Rescale the records below by reproducing every line, requests included, with each bounding-box coordinate in the answers multiplied by 0.45 and rounded to a whole number, halves up. Leave the pictures out of your output.

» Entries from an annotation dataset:
◆ ◆ ◆ ◆ ◆

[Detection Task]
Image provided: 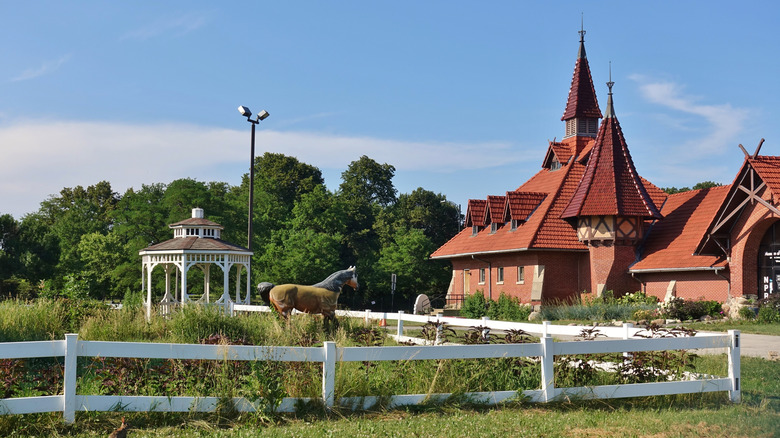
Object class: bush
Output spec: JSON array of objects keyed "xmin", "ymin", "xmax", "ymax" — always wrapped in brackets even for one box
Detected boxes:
[
  {"xmin": 487, "ymin": 292, "xmax": 532, "ymax": 321},
  {"xmin": 662, "ymin": 297, "xmax": 721, "ymax": 321},
  {"xmin": 615, "ymin": 291, "xmax": 658, "ymax": 306},
  {"xmin": 758, "ymin": 294, "xmax": 780, "ymax": 323},
  {"xmin": 739, "ymin": 307, "xmax": 756, "ymax": 320},
  {"xmin": 460, "ymin": 291, "xmax": 488, "ymax": 319}
]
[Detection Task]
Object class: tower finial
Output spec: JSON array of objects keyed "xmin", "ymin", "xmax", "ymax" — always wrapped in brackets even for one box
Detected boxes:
[
  {"xmin": 577, "ymin": 12, "xmax": 588, "ymax": 59},
  {"xmin": 604, "ymin": 61, "xmax": 615, "ymax": 118}
]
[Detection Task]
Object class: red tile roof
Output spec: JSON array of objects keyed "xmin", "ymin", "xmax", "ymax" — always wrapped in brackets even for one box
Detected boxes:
[
  {"xmin": 630, "ymin": 186, "xmax": 731, "ymax": 272},
  {"xmin": 504, "ymin": 191, "xmax": 547, "ymax": 222},
  {"xmin": 431, "ymin": 163, "xmax": 587, "ymax": 259},
  {"xmin": 561, "ymin": 40, "xmax": 601, "ymax": 120},
  {"xmin": 562, "ymin": 95, "xmax": 661, "ymax": 218}
]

◆ ◆ ◆ ◆ ◆

» Result for this exercise:
[Detection Task]
Image provided: 
Object class: bush
Output spec: JSON array of objects keyed "xmin", "ymin", "xmax", "ymax" — always wrapped in brackets even for one box
Detected boxes:
[
  {"xmin": 219, "ymin": 131, "xmax": 239, "ymax": 144},
  {"xmin": 298, "ymin": 134, "xmax": 324, "ymax": 144},
  {"xmin": 277, "ymin": 131, "xmax": 296, "ymax": 138},
  {"xmin": 341, "ymin": 132, "xmax": 351, "ymax": 145},
  {"xmin": 333, "ymin": 138, "xmax": 340, "ymax": 144},
  {"xmin": 207, "ymin": 131, "xmax": 220, "ymax": 144}
]
[Detection Task]
Object class: tower finial
Output spec: JSON array of objects keyed "xmin", "ymin", "xmax", "ymax" — always wrapped in brackets even for one box
Detected boxes:
[
  {"xmin": 260, "ymin": 5, "xmax": 265, "ymax": 27},
  {"xmin": 272, "ymin": 27, "xmax": 277, "ymax": 53}
]
[Detection Task]
Object class: red tile roof
Output spec: JSON array of objects keyed "xmin", "ymin", "xmax", "ymax" — always wrapped in brackets even for one box
Detected boxes:
[
  {"xmin": 284, "ymin": 84, "xmax": 329, "ymax": 122},
  {"xmin": 227, "ymin": 86, "xmax": 246, "ymax": 100},
  {"xmin": 194, "ymin": 73, "xmax": 264, "ymax": 117},
  {"xmin": 252, "ymin": 18, "xmax": 270, "ymax": 54},
  {"xmin": 253, "ymin": 43, "xmax": 297, "ymax": 98}
]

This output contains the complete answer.